Text block:
The Claflin family are a Scottish American family of 17th century New England origins. The descendants of Robert Maclachlan of Wenham, Massachusetts, a Scottish soldier and prisoner of war from the Battle of Dunbar (1650) assumed to have belonged to the Clan Maclachlan, and his wife Joanna Warner, members of the family have distinguished themselves in various occupations and regions of the United States.

Revolutionary War
Although not of great means in the early generations, a considerable number of the Claflin family, twenty four in all, fought as militiamen and soldiers on the American side in the American Revolutionary War, including at Lexington and Concord (many), the Battle of Bunker Hill (several),  the Battle of White Plains (one), and finally in the Saratoga campaign (two, possibly more), with Nathaniel Claflin being present at the Surrender of Burgoyne. Their length of service varied from only eight days to several months and years, with a few serving as junior officers. In addition, three more members served as drummers, and two more as pipers.

Earlier in the French and Indian War several Claflins joined in the Crown Point Expedition.

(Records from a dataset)
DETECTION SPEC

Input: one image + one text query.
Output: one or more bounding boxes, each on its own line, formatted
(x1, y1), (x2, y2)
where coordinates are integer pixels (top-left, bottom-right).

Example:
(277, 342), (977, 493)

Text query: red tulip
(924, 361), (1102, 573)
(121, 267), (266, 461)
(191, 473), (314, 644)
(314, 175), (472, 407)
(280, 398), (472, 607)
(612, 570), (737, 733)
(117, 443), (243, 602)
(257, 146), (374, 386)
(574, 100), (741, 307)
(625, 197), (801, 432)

What to work on:
1. Quote the passage on the Claflin family from "The Claflin family are" to "the United States.", replacing "prisoner of war" with "captive".
2. Retype every line of the dataset entries without any changes.

Responses per task:
1.
The Claflin family are a Scottish American family of 17th century New England origins. The descendants of Robert Maclachlan of Wenham, Massachusetts, a Scottish soldier and captive from the Battle of Dunbar (1650) assumed to have belonged to the Clan Maclachlan, and his wife Joanna Warner, members of the family have distinguished themselves in various occupations and regions of the United States.

2.
DETECTION SPEC

Input: one image + one text query.
Output: one or more bounding boxes, each on its own line, formatted
(x1, y1), (x2, y2)
where coordinates are integer pixels (top-left, bottom-right).

Example:
(277, 342), (977, 493)

Text query: red tulip
(924, 361), (1102, 573)
(121, 267), (266, 461)
(191, 473), (314, 644)
(314, 175), (472, 407)
(280, 398), (472, 607)
(612, 570), (737, 733)
(117, 443), (243, 602)
(257, 146), (374, 386)
(574, 100), (741, 307)
(625, 197), (801, 432)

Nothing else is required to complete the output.